Saved data entries:
---
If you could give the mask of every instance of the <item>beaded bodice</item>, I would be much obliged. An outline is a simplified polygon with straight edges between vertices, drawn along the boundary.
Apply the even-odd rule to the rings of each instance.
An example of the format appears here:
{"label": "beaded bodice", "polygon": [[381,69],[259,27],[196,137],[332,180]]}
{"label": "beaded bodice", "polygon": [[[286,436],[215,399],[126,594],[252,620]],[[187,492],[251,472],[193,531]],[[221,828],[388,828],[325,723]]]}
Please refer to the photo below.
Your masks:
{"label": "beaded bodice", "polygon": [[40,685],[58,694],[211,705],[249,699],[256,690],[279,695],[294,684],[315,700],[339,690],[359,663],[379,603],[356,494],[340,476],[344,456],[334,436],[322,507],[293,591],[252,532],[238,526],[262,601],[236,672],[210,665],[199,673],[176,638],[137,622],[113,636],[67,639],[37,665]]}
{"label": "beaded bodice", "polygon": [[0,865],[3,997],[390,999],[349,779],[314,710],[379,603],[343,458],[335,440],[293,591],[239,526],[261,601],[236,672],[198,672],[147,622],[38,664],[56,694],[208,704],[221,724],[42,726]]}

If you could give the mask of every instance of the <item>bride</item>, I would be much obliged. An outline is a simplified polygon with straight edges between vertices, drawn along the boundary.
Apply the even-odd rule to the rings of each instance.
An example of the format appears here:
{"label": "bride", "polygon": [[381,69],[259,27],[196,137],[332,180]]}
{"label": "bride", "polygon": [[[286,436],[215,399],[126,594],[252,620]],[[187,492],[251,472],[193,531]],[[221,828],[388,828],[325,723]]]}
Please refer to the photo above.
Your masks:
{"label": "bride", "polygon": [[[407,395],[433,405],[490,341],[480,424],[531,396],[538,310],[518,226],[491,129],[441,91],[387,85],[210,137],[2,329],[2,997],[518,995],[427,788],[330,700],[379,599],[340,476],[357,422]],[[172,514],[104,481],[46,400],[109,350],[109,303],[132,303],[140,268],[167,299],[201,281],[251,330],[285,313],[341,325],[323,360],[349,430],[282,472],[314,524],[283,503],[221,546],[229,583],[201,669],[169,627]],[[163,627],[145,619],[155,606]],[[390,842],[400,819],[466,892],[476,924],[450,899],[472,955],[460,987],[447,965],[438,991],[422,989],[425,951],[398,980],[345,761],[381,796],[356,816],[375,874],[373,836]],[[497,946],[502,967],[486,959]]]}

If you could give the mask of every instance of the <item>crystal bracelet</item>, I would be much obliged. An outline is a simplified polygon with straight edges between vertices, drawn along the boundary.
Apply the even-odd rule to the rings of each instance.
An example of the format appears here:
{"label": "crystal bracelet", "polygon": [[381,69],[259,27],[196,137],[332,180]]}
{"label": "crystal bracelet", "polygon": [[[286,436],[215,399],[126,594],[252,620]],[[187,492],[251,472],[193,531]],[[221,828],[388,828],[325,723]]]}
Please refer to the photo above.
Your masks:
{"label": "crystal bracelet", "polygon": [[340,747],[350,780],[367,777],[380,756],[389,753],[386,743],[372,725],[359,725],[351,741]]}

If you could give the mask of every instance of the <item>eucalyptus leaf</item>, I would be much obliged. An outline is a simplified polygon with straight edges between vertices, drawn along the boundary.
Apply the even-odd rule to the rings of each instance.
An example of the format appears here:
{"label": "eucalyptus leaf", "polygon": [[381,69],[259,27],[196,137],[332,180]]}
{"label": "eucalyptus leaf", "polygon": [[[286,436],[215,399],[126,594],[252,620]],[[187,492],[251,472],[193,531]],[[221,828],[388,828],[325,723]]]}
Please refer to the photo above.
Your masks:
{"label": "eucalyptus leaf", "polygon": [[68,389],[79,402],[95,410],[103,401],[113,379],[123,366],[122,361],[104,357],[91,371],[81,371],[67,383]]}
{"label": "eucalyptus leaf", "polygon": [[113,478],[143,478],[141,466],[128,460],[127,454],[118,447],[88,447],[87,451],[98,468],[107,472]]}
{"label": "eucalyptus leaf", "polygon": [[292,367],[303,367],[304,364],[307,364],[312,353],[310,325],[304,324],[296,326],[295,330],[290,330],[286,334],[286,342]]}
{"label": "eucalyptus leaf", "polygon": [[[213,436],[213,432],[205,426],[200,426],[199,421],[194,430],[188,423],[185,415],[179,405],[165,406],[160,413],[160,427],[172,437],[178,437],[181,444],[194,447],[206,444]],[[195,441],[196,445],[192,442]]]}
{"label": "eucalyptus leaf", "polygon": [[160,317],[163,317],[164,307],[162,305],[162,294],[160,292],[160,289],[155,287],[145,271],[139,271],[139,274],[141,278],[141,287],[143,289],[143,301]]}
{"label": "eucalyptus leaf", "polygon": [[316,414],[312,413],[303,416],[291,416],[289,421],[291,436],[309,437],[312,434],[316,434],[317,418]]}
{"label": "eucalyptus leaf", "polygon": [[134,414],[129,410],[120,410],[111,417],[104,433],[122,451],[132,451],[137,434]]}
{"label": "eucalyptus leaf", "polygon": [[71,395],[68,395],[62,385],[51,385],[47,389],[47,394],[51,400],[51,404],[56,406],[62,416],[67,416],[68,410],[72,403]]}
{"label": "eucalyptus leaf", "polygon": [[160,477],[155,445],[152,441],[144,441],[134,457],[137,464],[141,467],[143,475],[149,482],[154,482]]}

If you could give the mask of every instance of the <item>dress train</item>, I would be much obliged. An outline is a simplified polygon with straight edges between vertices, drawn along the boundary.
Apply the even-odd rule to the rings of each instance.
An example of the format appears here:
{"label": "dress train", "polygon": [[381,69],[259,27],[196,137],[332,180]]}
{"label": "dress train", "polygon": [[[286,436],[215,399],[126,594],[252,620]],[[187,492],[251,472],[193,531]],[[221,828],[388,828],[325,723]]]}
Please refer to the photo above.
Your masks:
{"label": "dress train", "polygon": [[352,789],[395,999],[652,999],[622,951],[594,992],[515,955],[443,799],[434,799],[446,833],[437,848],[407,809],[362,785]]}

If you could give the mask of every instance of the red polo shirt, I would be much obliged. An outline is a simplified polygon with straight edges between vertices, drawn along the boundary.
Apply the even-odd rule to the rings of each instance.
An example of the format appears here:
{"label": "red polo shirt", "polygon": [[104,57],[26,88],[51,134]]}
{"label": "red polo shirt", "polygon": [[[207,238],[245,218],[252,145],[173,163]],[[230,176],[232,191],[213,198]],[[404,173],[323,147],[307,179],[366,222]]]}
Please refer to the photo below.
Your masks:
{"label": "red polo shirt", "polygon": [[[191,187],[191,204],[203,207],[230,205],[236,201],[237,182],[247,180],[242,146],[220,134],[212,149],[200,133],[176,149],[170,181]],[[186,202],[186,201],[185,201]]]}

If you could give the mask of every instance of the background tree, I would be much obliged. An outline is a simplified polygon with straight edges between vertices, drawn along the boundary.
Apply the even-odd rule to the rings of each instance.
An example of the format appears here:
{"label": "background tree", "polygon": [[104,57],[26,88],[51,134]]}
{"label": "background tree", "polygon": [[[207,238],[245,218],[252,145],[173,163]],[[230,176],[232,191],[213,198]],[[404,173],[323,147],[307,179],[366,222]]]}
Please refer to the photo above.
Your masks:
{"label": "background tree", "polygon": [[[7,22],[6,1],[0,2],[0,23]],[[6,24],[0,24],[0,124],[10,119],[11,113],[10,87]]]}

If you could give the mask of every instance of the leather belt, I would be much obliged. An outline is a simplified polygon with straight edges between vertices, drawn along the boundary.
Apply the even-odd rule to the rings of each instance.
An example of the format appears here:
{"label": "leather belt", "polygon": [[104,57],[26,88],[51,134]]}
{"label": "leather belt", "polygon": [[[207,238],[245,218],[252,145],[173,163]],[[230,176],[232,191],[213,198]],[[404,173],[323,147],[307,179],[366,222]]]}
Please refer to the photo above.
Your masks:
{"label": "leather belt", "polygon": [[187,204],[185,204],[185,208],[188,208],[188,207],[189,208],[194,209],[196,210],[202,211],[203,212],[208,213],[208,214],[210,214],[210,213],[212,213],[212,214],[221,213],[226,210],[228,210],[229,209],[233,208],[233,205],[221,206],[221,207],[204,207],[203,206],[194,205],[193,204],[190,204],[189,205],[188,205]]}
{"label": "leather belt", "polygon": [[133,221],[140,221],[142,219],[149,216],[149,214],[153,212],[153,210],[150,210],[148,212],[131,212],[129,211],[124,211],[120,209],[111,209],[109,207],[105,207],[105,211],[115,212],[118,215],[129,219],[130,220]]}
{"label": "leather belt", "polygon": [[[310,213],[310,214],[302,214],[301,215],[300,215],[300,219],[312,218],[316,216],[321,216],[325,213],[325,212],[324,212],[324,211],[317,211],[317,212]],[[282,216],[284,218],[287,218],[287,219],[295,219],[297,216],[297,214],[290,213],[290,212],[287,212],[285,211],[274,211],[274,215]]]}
---
PROBLEM TO WORK ON:
Pick out every line of the records above that contains the string "item", and copy each such line in full.

FINISHED ANSWER:
If you could give the mask of every instance of the <item>beaded bodice</item>, I would be much obliged. An outline is a simplified polygon with straight edges between vertices, drawn along the boundary.
If you could give the mask of every instance of the <item>bride</item>, I would be much obliged. An outline is a simplified polygon with straight edges between vertices, drawn along the boundary.
If you could give the mask of every instance of the <item>crystal bracelet</item>, I would be much obliged. An outline is a simplified polygon with straight edges between vertices, drawn along the boundary.
If you could give the mask of every instance of the <item>eucalyptus leaf</item>, I would be much obliged. An outline is a simplified polygon with straight edges between vertices, drawn along the boundary.
If you could give the mask of every instance of the <item>dress train</item>, I would be much obliged. An outline is a simplified polygon with straight edges between vertices, drawn along the boundary.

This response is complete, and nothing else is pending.